- Interactive map of Għar Għerduf catacombs
- 36°02′31″N 14°13′55″E﻿ / ﻿36.041966°N 14.232076°E
- Type: Catacombs
- Location: Triq ta' Xuxa, Kerċem

Site notes
- Owner: Public
- Public access: Limited

= Għar Għerduf catacombs =

Christian catacombs in Gozo, Malta

The Għar Għerduf catacombs at Ta' Kerċem, also known as Għar Gerduf, are the only surviving early Christian catacombs or paleochristian hypogea in Gozo, Malta. Għar Għerduf is a unique Roman burial site in Gozo, which has for centuries attracted the attention of scholars interested in Maltese archaeology. The site was visited by erudite visitors who often included a description of the place as they did for Ġgantija and the Xagħra Stone Circle.

==History==
| "[...] in the region called Għar Gerduf there is a cave of the same name in an orchard. In this cave one can see a burial place or as it is commonly called Dormitory where people used to live and it resembles a catacomb. It has the same shape as the catacomb found at Rabat of Mdina. The only difference is this: the Mdina catacombs are underground while the one at Għar Għerduf is in a cave above ground with many passageways hewn into the rock. Of these passageways only one remains" |
| – Agius de Soldanis |

The catacombs are dug into the Globigerina Limestone, on the western slope of Lunzjata Valley. The probable first mention of the site was made by the Maltese historian Giovanni Francesco Abela, who described the site as a cave which was one of the many cripte antiche de' sagri cimiteri, that is, crypts of ancient cemeteries.

The complex has suffered extensive damage, due to widespread quarrying during the nineteenth century, with Vassallo dating the mutilation to the 1870s.

The site, however, had been in a poor state of conservation for centuries: The Gozitan historian Giovanni Pietro Francesco Agius de Soldanis already said the catacombs included only one passageway, the only one of many that remained by the mid-18th century.

Originally, the complex had a long corridor which extended for around 14 metres in an east–west direction. A number of arcosolia are hewn into the walls. These vary in size, some having one trough-tomb, others having from three to five. Four of these tombs with headrests can still be identified.

During Late Antiquity, Ghar Għerduf may have served as a burial ground serving the Roman settlement at Rabat. Għar Gerduf is the only late Roman and Byzantine catacomb in Gozo described by Prof. Mario Buhagiar in his archaeological survey of 1986, for which the exact whereabouts are known, and that is still visible.

== Conservation ==

Trough tombs at Għar Għerduf catacombs. The catacombs suffered damage from quarrying in the nineteenth century.

□ □ □ □

**Short task A**
Reproduce the passage of the Għar Għerduf catacombs article from "The Għar Għerduf" up to and including "Xagħra Stone Circle.".

□ □ □ □

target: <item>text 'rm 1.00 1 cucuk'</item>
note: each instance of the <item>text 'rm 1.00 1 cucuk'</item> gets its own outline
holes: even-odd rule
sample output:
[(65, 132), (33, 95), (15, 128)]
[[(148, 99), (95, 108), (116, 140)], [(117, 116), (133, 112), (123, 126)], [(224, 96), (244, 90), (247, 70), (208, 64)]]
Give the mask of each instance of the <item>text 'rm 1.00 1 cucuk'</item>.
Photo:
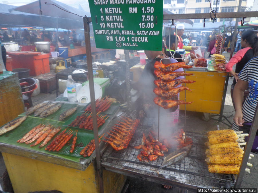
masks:
[(96, 47), (161, 50), (163, 3), (156, 1), (89, 1)]

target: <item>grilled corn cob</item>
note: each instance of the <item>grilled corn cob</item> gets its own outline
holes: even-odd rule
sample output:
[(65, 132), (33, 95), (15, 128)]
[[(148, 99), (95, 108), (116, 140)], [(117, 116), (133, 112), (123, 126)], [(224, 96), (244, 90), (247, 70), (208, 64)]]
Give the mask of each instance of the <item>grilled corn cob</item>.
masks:
[(230, 148), (237, 147), (239, 148), (239, 145), (238, 143), (236, 142), (226, 142), (225, 143), (220, 143), (219, 144), (209, 144), (208, 145), (209, 149), (213, 148)]
[[(209, 172), (211, 173), (238, 174), (240, 168), (238, 164), (212, 164), (208, 166)], [(250, 169), (246, 168), (245, 171), (250, 174)]]
[(239, 164), (241, 162), (243, 156), (239, 153), (214, 155), (205, 161), (208, 164)]
[(234, 142), (238, 139), (238, 136), (234, 132), (222, 133), (218, 136), (208, 136), (208, 139), (210, 144), (215, 144), (227, 142)]
[(237, 134), (240, 134), (243, 133), (243, 131), (234, 131), (232, 129), (222, 129), (220, 130), (216, 130), (211, 131), (207, 132), (207, 135), (208, 136), (216, 135), (218, 135), (222, 133), (234, 133)]
[(238, 164), (212, 164), (208, 166), (209, 172), (217, 174), (238, 174), (240, 168)]
[(237, 147), (212, 148), (207, 149), (205, 151), (205, 154), (207, 155), (234, 153), (240, 153), (243, 154), (244, 151), (241, 148)]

□ □ □ □

**Short task B**
Please rewrite the records, from their first line up to and including the line with "[(96, 47), (161, 50), (163, 3), (156, 1), (89, 1)]", as a Markdown table with the columns Row and Line, one line per row and blank lines skipped. Leave the pictures out.

**Finished answer A**
The Għar Għerduf catacombs at Ta' Kerċem, also known as Għar Gerduf, are the only surviving early Christian catacombs or paleochristian hypogea in Gozo, Malta. Għar Għerduf is a unique Roman burial site in Gozo, which has for centuries attracted the attention of scholars interested in Maltese archaeology. The site was visited by erudite visitors who often included a description of the place as they did for Ġgantija and the Xagħra Stone Circle.

**Finished answer B**
| Row | Line |
|---|---|
| 1 | target: <item>text 'rm 1.00 1 cucuk'</item> |
| 2 | note: each instance of the <item>text 'rm 1.00 1 cucuk'</item> gets its own outline |
| 3 | holes: even-odd rule |
| 4 | sample output: |
| 5 | [(65, 132), (33, 95), (15, 128)] |
| 6 | [[(148, 99), (95, 108), (116, 140)], [(117, 116), (133, 112), (123, 126)], [(224, 96), (244, 90), (247, 70), (208, 64)]] |
| 7 | Give the mask of each instance of the <item>text 'rm 1.00 1 cucuk'</item>. |
| 8 | Photo: |
| 9 | masks: |
| 10 | [(96, 47), (161, 50), (163, 3), (156, 1), (89, 1)] |